THE PROBLEM: Without the pictures, give the entries below again exactly as written.

AVAILABLE RECORDS:
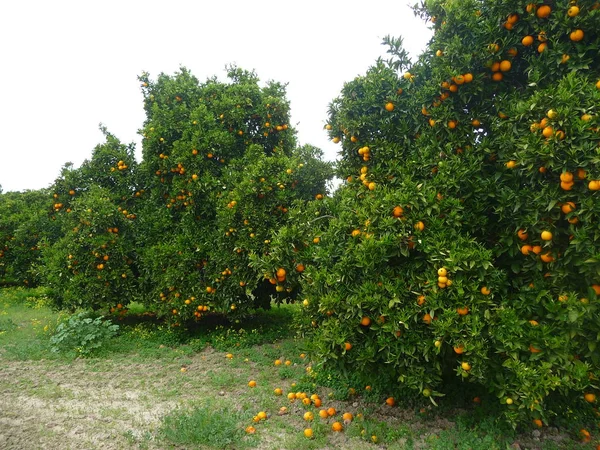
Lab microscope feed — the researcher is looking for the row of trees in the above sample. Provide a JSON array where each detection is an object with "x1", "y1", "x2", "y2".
[
  {"x1": 3, "y1": 0, "x2": 600, "y2": 424},
  {"x1": 0, "y1": 67, "x2": 333, "y2": 324}
]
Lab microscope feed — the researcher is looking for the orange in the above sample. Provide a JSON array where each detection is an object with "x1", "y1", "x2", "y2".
[
  {"x1": 331, "y1": 422, "x2": 344, "y2": 431},
  {"x1": 569, "y1": 29, "x2": 584, "y2": 42},
  {"x1": 506, "y1": 13, "x2": 519, "y2": 25},
  {"x1": 500, "y1": 59, "x2": 512, "y2": 72},
  {"x1": 521, "y1": 36, "x2": 533, "y2": 47},
  {"x1": 542, "y1": 127, "x2": 554, "y2": 139},
  {"x1": 456, "y1": 306, "x2": 469, "y2": 316},
  {"x1": 560, "y1": 202, "x2": 575, "y2": 214},
  {"x1": 392, "y1": 206, "x2": 404, "y2": 217},
  {"x1": 560, "y1": 172, "x2": 573, "y2": 183},
  {"x1": 535, "y1": 5, "x2": 552, "y2": 19},
  {"x1": 588, "y1": 180, "x2": 600, "y2": 191}
]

RESPONSE BELOW:
Lab microscope feed — the researcher is looking for the row of trees in the above sample. Provide a JSON array where each detection is an object with "x1", "y1", "x2", "y2".
[
  {"x1": 3, "y1": 0, "x2": 600, "y2": 424},
  {"x1": 0, "y1": 67, "x2": 333, "y2": 324}
]
Lab microscope feed — the researcher is looking for the orange in the above sample. Provide a JSON array where each detection is an object with "x1", "y1", "x2", "y2".
[
  {"x1": 331, "y1": 422, "x2": 344, "y2": 431},
  {"x1": 569, "y1": 29, "x2": 584, "y2": 42},
  {"x1": 506, "y1": 13, "x2": 519, "y2": 25},
  {"x1": 500, "y1": 59, "x2": 512, "y2": 72},
  {"x1": 521, "y1": 36, "x2": 533, "y2": 47},
  {"x1": 542, "y1": 127, "x2": 554, "y2": 139},
  {"x1": 456, "y1": 306, "x2": 469, "y2": 316},
  {"x1": 560, "y1": 202, "x2": 575, "y2": 214},
  {"x1": 392, "y1": 206, "x2": 404, "y2": 217},
  {"x1": 560, "y1": 172, "x2": 573, "y2": 183},
  {"x1": 535, "y1": 5, "x2": 552, "y2": 19},
  {"x1": 588, "y1": 180, "x2": 600, "y2": 191}
]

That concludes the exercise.